╭─ DATA SECTION

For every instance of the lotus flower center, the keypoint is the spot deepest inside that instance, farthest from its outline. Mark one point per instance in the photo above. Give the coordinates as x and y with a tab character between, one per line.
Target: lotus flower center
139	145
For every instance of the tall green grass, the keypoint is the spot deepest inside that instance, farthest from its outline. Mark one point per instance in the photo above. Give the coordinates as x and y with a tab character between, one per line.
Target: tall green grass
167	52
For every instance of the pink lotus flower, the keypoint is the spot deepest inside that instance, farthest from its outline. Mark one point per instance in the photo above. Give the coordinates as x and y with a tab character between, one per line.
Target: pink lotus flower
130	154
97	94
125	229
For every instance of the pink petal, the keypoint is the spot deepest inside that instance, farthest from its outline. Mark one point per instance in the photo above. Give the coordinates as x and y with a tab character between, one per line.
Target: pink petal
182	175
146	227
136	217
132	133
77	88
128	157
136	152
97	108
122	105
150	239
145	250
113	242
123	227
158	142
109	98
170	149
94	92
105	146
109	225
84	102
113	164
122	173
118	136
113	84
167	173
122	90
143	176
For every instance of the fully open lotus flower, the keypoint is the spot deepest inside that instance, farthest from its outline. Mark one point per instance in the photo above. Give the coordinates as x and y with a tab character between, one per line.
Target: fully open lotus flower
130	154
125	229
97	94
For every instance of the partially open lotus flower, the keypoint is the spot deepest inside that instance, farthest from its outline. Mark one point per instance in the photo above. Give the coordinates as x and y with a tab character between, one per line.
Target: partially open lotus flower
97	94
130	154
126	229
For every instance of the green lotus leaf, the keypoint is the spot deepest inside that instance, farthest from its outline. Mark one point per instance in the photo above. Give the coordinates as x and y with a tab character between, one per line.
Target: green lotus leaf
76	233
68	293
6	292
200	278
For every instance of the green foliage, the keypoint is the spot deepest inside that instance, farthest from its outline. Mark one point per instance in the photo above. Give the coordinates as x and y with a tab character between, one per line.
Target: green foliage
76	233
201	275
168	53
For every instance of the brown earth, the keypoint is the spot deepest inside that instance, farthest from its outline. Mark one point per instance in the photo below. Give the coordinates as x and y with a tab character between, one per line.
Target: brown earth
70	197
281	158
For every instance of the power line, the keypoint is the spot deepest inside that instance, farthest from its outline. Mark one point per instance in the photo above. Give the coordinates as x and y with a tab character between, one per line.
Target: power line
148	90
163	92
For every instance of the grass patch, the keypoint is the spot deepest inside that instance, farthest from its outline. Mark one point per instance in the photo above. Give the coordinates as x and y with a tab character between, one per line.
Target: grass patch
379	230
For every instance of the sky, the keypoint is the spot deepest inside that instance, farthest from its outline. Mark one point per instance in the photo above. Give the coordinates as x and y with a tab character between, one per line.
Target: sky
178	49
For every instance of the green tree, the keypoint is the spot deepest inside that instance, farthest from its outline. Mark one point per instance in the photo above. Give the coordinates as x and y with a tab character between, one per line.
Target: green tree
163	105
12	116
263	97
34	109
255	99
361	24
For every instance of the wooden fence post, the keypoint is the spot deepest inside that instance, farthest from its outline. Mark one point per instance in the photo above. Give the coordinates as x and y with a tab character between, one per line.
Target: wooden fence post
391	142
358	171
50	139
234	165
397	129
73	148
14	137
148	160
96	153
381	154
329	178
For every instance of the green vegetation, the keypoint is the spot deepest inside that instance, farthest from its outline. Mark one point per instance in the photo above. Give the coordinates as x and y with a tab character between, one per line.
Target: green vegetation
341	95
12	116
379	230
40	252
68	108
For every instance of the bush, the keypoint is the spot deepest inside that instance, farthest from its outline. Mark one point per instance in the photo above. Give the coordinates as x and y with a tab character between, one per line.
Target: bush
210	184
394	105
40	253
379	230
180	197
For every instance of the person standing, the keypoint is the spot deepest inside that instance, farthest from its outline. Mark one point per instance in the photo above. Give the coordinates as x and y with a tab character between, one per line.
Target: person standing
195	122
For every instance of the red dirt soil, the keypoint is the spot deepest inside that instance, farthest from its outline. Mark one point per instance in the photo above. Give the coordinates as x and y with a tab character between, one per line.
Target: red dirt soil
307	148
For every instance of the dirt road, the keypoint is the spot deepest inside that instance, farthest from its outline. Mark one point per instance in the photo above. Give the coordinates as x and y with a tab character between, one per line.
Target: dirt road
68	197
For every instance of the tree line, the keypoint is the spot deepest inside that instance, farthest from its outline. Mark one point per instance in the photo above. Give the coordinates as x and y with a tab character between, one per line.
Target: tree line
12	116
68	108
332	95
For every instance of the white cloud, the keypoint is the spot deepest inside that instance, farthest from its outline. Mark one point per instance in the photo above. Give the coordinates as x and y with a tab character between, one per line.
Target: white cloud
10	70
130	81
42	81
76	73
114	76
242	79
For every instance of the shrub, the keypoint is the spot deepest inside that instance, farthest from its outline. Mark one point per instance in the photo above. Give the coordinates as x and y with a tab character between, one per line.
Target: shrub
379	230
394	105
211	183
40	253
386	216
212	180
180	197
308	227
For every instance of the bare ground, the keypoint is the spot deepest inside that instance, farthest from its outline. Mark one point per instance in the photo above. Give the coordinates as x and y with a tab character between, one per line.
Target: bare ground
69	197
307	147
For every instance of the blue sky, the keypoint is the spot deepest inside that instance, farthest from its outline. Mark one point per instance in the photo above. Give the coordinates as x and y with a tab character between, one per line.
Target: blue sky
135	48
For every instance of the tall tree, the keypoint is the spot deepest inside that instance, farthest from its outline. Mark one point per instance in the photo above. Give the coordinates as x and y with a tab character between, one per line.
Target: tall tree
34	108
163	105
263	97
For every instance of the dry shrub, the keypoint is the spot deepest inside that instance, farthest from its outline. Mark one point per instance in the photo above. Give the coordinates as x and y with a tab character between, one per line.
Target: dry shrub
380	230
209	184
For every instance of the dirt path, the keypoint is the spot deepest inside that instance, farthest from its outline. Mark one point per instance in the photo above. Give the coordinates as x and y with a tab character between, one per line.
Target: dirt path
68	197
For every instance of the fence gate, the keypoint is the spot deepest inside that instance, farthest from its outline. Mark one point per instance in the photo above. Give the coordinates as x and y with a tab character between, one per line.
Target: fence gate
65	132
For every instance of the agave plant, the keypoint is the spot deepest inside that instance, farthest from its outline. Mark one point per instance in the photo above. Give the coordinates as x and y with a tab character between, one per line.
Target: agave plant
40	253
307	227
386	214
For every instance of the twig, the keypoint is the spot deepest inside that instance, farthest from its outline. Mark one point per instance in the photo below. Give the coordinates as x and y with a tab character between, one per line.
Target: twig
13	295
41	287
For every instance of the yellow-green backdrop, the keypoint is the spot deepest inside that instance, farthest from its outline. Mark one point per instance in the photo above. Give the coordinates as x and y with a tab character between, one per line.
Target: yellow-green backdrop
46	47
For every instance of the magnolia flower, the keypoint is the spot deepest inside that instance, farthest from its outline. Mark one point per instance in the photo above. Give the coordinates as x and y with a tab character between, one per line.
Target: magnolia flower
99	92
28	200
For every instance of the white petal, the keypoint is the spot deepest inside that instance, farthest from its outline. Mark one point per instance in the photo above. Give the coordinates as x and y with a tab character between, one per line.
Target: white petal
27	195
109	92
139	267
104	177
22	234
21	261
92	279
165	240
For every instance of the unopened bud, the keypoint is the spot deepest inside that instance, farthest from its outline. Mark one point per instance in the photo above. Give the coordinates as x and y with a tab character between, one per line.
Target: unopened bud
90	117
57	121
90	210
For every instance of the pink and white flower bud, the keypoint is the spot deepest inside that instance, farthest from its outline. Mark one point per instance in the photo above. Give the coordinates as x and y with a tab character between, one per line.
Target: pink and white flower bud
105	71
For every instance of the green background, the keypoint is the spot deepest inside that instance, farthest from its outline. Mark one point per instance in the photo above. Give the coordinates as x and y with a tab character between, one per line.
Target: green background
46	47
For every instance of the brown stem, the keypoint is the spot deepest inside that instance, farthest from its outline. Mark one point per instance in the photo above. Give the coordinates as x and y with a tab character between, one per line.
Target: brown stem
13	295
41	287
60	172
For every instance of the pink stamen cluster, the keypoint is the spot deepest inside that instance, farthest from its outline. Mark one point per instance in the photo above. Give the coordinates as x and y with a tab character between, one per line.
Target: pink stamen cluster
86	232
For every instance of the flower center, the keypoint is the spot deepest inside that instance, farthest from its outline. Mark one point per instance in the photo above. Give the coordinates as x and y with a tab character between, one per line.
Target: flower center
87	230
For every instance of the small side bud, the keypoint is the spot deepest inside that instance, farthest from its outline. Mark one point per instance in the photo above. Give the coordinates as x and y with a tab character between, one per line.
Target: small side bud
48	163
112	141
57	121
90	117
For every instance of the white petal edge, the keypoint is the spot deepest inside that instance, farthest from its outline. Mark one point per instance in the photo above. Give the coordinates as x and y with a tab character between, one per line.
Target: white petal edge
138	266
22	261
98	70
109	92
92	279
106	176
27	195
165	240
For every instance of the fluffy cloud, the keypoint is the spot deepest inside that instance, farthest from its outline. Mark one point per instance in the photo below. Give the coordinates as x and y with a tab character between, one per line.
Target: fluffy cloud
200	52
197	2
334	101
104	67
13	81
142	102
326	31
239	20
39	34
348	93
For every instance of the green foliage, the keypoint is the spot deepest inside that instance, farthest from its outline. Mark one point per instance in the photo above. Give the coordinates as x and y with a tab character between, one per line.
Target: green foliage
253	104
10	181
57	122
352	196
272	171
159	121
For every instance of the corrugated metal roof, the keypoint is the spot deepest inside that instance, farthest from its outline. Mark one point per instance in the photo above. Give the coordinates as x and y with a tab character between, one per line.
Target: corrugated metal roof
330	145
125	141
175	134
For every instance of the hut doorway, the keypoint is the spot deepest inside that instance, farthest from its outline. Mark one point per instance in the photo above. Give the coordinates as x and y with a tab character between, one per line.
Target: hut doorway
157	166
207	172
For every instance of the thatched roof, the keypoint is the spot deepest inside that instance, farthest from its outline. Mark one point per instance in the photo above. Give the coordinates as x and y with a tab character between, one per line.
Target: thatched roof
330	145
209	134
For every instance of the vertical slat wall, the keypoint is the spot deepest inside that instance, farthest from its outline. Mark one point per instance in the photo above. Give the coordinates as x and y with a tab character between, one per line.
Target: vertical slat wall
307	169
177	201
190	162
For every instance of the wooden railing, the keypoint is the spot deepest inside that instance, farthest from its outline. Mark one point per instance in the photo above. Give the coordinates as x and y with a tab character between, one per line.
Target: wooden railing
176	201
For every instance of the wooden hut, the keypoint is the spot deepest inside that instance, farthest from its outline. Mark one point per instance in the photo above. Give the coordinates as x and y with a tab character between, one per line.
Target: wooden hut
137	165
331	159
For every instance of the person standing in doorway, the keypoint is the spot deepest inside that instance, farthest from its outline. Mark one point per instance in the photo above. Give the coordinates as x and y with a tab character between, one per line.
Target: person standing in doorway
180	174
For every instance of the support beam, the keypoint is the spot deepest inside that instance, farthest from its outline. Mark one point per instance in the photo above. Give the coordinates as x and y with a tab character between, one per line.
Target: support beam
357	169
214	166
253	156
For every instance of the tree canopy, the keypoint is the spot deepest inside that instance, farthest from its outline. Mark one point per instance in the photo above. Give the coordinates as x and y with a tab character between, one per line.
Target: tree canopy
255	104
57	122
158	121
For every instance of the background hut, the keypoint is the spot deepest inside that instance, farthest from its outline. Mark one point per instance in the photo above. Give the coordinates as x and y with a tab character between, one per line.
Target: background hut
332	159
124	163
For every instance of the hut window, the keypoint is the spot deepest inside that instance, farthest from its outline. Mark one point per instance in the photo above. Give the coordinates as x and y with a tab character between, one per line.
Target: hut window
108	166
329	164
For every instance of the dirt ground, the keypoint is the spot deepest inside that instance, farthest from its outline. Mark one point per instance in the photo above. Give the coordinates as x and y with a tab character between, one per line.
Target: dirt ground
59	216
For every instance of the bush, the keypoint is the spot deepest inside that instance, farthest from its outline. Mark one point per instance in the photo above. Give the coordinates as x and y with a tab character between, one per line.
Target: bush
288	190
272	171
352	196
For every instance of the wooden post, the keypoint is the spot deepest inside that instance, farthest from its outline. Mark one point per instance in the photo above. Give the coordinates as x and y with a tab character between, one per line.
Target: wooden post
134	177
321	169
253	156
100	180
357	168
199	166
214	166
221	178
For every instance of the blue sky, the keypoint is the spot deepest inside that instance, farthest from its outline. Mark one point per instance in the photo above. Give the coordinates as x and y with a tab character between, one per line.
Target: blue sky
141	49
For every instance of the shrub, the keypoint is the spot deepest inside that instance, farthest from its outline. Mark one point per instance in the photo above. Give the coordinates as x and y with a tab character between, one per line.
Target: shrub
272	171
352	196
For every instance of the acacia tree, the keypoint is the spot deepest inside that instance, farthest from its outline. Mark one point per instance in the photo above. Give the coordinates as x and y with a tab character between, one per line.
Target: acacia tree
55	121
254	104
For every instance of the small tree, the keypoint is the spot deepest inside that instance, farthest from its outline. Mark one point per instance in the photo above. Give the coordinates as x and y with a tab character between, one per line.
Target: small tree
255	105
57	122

╰─

* _SET TASK_: Extract every line from the one containing "For every instance of the acacia" to the end of the entries, including both of those lines, exactly as given and with nothing added.

* _WRITTEN ANSWER_:
For every instance of the acacia tree, the keypoint is the spot deepest inside that instance, farthest from its outline. Mark one point per instance in the photo above. Give the coordinates as x and y with a tab character between, one per line.
Target: acacia tree
55	121
254	104
For every instance of the small tree, the keypoint is the spot deepest inside that instance, farthest from its outline. Mark one point per instance in the photo above. Give the coordinates as x and y with a tab character between, one per line.
Target: small tree
255	105
57	122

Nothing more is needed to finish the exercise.